*Entries provided*
------------------------------

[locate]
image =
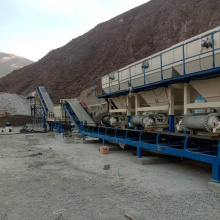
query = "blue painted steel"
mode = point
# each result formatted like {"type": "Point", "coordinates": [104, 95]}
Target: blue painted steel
{"type": "Point", "coordinates": [119, 81]}
{"type": "Point", "coordinates": [168, 149]}
{"type": "Point", "coordinates": [71, 116]}
{"type": "Point", "coordinates": [109, 83]}
{"type": "Point", "coordinates": [161, 66]}
{"type": "Point", "coordinates": [65, 122]}
{"type": "Point", "coordinates": [165, 82]}
{"type": "Point", "coordinates": [60, 127]}
{"type": "Point", "coordinates": [184, 77]}
{"type": "Point", "coordinates": [128, 121]}
{"type": "Point", "coordinates": [130, 75]}
{"type": "Point", "coordinates": [42, 101]}
{"type": "Point", "coordinates": [144, 72]}
{"type": "Point", "coordinates": [184, 63]}
{"type": "Point", "coordinates": [171, 123]}
{"type": "Point", "coordinates": [101, 86]}
{"type": "Point", "coordinates": [213, 51]}
{"type": "Point", "coordinates": [95, 88]}
{"type": "Point", "coordinates": [138, 152]}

------------------------------

*What is asked*
Output the full set of records above without changing a word, and drop the images.

*The response*
[locate]
image =
query = "blue painted steel"
mode = point
# each result formatted like {"type": "Point", "coordinates": [104, 95]}
Target: blue painted steel
{"type": "Point", "coordinates": [119, 81]}
{"type": "Point", "coordinates": [168, 149]}
{"type": "Point", "coordinates": [71, 116]}
{"type": "Point", "coordinates": [109, 83]}
{"type": "Point", "coordinates": [161, 66]}
{"type": "Point", "coordinates": [65, 122]}
{"type": "Point", "coordinates": [165, 82]}
{"type": "Point", "coordinates": [60, 127]}
{"type": "Point", "coordinates": [184, 77]}
{"type": "Point", "coordinates": [128, 121]}
{"type": "Point", "coordinates": [130, 75]}
{"type": "Point", "coordinates": [42, 101]}
{"type": "Point", "coordinates": [144, 72]}
{"type": "Point", "coordinates": [184, 63]}
{"type": "Point", "coordinates": [171, 123]}
{"type": "Point", "coordinates": [101, 86]}
{"type": "Point", "coordinates": [213, 51]}
{"type": "Point", "coordinates": [95, 88]}
{"type": "Point", "coordinates": [138, 152]}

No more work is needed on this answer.